··· MATERIAL SUPPLIED
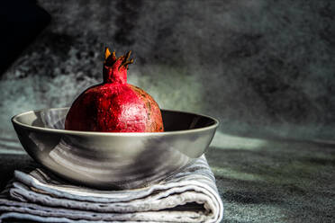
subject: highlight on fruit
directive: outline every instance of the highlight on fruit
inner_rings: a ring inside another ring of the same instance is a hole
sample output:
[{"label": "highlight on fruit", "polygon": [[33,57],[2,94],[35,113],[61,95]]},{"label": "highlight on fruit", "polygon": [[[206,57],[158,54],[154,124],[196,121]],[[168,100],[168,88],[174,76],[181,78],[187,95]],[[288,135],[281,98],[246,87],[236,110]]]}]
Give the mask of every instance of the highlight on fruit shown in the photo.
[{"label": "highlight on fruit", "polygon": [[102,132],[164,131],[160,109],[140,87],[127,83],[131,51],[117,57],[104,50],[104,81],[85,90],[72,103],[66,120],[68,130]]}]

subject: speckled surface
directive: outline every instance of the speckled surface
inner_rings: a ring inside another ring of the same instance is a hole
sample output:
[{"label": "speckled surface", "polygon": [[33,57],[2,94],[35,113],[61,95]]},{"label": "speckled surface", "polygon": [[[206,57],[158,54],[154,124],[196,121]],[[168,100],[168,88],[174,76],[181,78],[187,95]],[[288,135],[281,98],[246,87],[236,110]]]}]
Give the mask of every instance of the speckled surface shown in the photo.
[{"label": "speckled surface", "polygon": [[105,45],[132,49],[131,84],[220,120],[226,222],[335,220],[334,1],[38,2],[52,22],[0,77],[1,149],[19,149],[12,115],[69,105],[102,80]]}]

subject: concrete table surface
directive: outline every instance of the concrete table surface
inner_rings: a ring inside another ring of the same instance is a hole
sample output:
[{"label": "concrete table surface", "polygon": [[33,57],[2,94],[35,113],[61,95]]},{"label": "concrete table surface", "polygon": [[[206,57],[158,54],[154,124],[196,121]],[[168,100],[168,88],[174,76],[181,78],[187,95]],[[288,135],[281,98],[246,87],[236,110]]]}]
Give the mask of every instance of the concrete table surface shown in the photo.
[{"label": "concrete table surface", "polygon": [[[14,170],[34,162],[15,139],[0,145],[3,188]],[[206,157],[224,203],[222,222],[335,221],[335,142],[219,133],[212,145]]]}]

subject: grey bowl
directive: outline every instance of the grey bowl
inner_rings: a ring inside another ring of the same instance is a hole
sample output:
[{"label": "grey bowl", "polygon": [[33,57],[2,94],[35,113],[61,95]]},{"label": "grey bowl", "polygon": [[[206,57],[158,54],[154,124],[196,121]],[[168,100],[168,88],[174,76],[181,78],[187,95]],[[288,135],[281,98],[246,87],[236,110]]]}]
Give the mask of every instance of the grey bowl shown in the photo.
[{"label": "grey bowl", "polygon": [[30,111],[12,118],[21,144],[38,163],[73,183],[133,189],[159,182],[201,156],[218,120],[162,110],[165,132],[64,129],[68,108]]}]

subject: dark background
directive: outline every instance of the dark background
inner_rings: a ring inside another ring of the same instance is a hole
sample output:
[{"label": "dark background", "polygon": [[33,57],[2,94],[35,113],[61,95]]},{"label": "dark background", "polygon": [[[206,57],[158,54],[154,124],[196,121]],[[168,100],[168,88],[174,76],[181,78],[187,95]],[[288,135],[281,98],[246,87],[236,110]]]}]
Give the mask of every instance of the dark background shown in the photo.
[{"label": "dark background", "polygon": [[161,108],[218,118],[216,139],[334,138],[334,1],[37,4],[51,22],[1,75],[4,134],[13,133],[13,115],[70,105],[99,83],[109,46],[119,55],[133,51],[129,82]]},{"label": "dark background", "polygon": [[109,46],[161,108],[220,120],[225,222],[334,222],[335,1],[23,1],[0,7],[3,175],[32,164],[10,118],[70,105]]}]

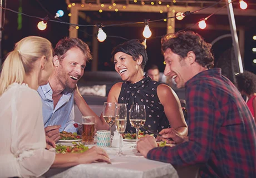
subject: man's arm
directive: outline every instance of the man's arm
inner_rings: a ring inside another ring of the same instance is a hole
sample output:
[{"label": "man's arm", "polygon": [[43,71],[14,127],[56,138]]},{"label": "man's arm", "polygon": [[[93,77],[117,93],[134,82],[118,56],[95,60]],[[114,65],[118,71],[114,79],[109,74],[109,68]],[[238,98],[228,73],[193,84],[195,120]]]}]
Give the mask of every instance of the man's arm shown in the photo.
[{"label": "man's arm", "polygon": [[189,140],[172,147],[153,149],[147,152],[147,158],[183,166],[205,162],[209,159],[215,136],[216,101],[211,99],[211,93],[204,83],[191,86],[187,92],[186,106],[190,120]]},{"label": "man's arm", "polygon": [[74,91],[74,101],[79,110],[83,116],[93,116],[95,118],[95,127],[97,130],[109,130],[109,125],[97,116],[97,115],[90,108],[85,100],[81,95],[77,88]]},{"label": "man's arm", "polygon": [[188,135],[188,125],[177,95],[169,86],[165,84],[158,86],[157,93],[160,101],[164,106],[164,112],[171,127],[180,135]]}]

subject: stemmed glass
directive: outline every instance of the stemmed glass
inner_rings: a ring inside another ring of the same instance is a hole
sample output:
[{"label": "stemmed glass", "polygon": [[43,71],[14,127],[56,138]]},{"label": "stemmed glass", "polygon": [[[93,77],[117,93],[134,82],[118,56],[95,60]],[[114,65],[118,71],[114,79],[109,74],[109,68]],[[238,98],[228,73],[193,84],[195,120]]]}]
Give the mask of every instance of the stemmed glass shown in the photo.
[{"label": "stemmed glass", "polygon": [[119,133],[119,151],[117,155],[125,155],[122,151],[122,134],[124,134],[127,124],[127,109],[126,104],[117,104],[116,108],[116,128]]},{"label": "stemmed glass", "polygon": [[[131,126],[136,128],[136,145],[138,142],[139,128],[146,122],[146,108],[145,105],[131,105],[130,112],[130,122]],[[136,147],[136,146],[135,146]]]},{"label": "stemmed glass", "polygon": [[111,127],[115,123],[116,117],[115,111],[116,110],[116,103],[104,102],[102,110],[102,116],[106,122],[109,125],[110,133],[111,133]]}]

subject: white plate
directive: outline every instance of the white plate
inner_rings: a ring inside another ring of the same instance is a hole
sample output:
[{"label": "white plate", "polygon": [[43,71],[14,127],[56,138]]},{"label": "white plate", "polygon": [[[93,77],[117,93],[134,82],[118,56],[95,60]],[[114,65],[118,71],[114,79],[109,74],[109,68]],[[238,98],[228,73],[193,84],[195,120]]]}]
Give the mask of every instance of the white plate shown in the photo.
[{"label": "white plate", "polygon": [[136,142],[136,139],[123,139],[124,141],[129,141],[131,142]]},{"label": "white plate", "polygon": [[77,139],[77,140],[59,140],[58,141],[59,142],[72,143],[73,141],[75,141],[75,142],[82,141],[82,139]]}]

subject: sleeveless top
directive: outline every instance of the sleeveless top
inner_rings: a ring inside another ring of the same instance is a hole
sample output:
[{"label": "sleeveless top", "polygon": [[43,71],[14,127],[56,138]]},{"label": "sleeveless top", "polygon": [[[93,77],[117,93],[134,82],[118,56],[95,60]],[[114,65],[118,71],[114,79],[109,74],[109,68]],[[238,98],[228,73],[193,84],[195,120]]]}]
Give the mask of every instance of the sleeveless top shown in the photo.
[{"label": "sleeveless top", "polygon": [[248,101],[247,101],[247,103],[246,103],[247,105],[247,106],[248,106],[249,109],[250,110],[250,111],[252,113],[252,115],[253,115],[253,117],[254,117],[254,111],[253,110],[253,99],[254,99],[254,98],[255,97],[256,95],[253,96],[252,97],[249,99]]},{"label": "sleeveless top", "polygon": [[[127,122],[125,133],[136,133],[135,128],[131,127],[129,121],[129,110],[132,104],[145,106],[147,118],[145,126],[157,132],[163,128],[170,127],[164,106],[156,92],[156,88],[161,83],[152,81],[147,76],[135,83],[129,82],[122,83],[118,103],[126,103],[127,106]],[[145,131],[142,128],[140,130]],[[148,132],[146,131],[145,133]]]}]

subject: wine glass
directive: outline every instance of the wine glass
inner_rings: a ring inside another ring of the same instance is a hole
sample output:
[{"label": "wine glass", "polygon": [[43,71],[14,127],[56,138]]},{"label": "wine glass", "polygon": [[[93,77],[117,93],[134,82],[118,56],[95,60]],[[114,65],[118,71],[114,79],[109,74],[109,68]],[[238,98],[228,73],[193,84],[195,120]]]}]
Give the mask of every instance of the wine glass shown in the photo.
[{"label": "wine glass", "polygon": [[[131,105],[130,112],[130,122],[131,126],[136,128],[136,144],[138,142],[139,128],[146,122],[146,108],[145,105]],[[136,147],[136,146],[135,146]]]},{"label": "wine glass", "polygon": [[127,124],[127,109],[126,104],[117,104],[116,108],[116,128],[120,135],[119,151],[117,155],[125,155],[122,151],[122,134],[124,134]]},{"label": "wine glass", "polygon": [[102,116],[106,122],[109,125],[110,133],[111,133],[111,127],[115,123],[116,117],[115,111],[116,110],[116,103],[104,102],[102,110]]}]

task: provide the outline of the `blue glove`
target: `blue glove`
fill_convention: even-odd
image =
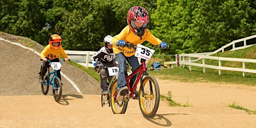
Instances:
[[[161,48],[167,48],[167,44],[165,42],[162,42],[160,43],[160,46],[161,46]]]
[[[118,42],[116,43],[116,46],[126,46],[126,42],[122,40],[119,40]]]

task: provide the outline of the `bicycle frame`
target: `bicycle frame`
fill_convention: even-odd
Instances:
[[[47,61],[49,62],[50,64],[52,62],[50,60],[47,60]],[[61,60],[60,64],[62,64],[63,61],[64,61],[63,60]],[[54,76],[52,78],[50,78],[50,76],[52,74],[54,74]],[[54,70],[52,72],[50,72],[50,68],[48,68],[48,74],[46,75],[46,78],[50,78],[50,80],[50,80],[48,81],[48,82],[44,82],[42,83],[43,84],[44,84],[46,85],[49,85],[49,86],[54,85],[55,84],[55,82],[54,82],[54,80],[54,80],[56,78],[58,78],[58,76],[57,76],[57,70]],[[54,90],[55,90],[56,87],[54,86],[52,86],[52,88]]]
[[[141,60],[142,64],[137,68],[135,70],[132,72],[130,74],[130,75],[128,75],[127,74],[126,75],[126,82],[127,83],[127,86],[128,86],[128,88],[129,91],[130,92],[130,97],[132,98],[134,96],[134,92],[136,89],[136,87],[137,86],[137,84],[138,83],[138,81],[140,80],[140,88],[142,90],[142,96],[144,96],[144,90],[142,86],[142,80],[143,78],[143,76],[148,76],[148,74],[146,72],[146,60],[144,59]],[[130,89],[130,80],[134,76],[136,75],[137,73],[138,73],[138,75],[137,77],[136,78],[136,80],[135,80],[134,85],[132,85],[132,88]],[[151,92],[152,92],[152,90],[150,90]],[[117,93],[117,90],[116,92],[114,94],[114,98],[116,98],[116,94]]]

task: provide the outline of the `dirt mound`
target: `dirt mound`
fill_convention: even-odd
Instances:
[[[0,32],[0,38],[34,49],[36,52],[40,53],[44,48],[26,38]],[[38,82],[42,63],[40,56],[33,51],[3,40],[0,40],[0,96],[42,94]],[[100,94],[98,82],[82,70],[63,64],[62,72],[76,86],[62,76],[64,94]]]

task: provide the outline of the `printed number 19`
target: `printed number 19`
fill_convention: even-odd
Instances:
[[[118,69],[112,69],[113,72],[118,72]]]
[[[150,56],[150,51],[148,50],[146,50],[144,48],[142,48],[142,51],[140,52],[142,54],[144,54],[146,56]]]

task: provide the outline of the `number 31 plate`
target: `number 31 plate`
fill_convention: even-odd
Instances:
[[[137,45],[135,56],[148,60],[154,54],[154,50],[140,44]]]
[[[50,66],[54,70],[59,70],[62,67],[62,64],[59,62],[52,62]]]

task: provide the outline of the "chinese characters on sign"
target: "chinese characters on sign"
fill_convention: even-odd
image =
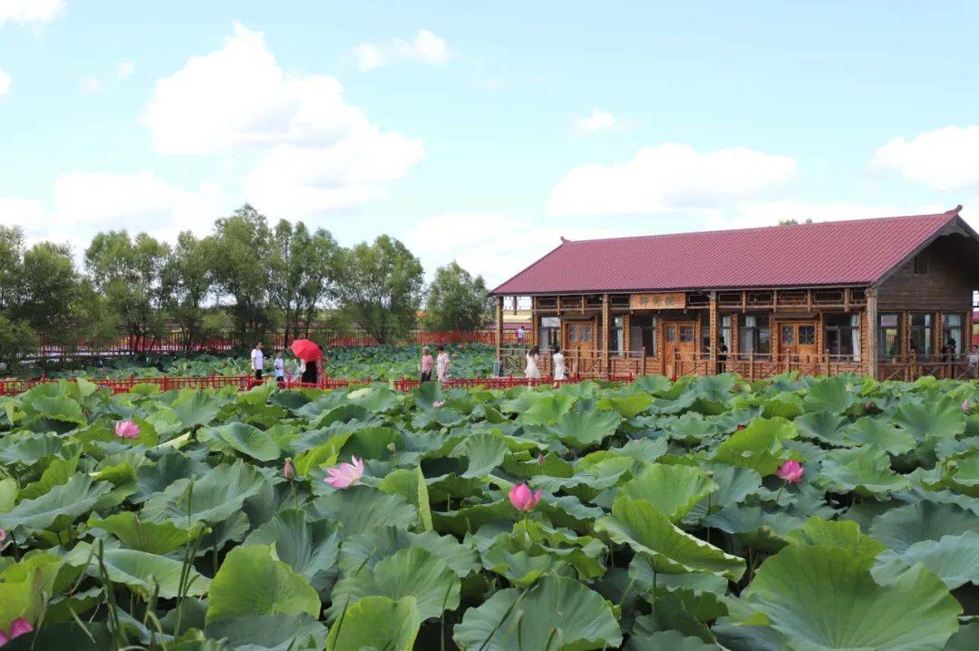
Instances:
······
AIM OF THE EXERCISE
Report each line in the rows above that contains the string "directive".

THE COMPLETED TASK
directive: outline every instance of the highlight on fruit
directive: outline every instance of the speckled surface
directive: outline every instance of the concrete table surface
directive: outline every instance of the grey bowl
directive: outline every instance of the dark background
directive: outline every instance of the man's arm
directive: outline every instance of the stemmed glass
directive: outline every instance of the white plate
directive: outline every instance of the sleeveless top
directive: outline every instance of the wine glass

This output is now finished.